⟨
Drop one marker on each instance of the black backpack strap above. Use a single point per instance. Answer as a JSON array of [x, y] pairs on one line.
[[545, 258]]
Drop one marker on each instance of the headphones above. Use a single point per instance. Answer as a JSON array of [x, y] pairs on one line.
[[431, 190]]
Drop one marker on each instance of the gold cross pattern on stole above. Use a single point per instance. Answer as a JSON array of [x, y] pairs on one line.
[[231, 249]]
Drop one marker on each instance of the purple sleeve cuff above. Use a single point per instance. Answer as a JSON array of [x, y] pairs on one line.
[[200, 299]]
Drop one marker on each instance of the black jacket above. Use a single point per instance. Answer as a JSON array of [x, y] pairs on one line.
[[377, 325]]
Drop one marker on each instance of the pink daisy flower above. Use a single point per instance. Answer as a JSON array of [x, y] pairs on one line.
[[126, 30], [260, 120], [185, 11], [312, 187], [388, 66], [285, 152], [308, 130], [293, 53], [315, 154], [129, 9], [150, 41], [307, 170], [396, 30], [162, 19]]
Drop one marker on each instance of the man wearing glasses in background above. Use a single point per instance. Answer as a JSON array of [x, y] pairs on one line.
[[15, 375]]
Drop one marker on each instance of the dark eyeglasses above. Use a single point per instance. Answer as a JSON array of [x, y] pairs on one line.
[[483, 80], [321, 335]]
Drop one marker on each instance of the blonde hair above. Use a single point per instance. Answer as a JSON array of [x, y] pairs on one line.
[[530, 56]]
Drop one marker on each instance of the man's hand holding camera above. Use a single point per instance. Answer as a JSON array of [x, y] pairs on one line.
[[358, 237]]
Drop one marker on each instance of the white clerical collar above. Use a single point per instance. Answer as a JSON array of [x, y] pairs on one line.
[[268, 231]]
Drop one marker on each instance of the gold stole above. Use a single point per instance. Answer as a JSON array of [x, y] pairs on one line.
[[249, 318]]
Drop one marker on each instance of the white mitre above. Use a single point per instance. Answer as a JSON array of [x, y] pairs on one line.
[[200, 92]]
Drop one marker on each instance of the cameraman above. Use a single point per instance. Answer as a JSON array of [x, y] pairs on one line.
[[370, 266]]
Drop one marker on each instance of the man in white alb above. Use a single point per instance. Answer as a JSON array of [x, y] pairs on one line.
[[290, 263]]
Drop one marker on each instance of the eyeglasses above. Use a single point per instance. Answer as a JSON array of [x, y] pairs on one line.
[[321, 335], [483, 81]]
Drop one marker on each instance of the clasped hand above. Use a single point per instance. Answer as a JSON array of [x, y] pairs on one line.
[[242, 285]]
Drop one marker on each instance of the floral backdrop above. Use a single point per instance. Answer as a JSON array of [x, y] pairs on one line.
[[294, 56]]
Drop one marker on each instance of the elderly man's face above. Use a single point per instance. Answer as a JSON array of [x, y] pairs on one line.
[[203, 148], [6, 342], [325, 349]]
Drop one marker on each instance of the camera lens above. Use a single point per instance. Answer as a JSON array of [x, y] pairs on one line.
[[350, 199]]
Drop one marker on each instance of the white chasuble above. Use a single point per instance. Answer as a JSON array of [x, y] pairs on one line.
⟩
* [WHAT TO DO]: Please rewrite every one of the items above as a numbered list, leaving out any blank lines.

* [THE REPLY]:
1. Drop one marker on each instance of the black backpack strap above. Use a single point per instance. Answer as a JSON array of [x, y] pairs on one line.
2. [[545, 258]]
3. Drop one marker on each instance of the headphones above. Use a single point per instance. Answer as a JSON array of [x, y] pairs on one line.
4. [[431, 190]]
5. Drop one marker on each instance of the gold cross pattern on stole above. Use a single point per instance. Answer as a JSON array of [x, y] pairs on one line.
6. [[231, 249]]
7. Drop one marker on each instance of the purple sleeve cuff above. Use a single point per instance. Answer as a JSON array of [x, y] pairs on one line.
8. [[200, 299]]
9. Drop one marker on each instance of the black jacket above. Use a single point per instance. Answer as a JSON array of [x, y] pairs on one line.
10. [[377, 325]]
11. Drop one marker on each instance of the pink daisy flower above. Use a single point per instance. Answer as a JSON array of [x, y] pairs on one line.
12. [[126, 30], [260, 120], [185, 11], [312, 187], [388, 66], [285, 152], [308, 130], [293, 53], [315, 154], [129, 9], [150, 41], [307, 170], [396, 30], [162, 19]]
13. Drop one marker on each instance of the man wearing glasses in background above. Use a single point per instance. Answer as a JSON array of [x, y] pairs on one line.
14. [[15, 375]]
15. Drop one marker on each instance of the dark eyeglasses above. Use a single point per instance. Answer as a JSON array of [x, y] pairs on one line.
16. [[483, 80], [321, 335]]
17. Drop one marker on each instance of the blonde hair above. Use a single point per instance. Answer as a JSON array of [x, y] pairs on one line.
18. [[530, 56]]
19. Drop one marker on each instance of the man's hand holding camera above. Use a single point per instance. Answer as a JSON array of [x, y] pairs on one line.
20. [[358, 237]]
21. Drop one marker on each instance of the white clerical collar above. Use a single point per instance. Answer as a JSON array of [x, y] pairs on one line.
22. [[268, 231]]
23. Drop one marker on each instance of the gold stole above. Use a single point per instance. Answer as a JSON array of [x, y] pairs on one line.
24. [[249, 318]]
25. Drop one marker on each instance of the white mitre above. Use a single point per instance. Answer as a JSON array of [x, y] pairs on one line.
26. [[200, 92]]
27. Drop one marker on each instance of the cameraman above. Use a single point per instance. Answer as a JSON array of [x, y] pairs on one line.
28. [[370, 266]]
29. Drop one marker on each instance of the man in white alb above. Use a single point per instance. Answer as a JSON array of [x, y] pairs on one line.
30. [[290, 263]]
31. Drop one marker on each instance of the eyeglasses above. Use a single point per instance. Answer as a JSON array of [x, y] pairs on one line.
32. [[321, 335], [483, 81]]
33. Drop one marker on each instance of the clasped hand above. Use a single point per instance. Answer as a JSON array of [x, y] pairs on one line.
34. [[242, 285]]
35. Drop one marker on each instance of the floral backdrop above. Use a single point per instance. Answer as a JSON array of [x, y] pairs on one line.
36. [[294, 56]]
37. Drop one marker on each instance of the elderly man's face above. Use a single point per instance. Answer as a JSON array of [x, y] pairs on one line.
38. [[203, 148], [6, 342], [325, 349]]
39. Drop one marker on each instance of the camera lens above. Use a single point per instance. Answer as a JSON array of [x, y] pairs on one line.
40. [[350, 199]]
41. Drop one marker on each instance of the white chasuble above. Use a single point per instance. Answer as a JSON array of [x, y] pairs on one line.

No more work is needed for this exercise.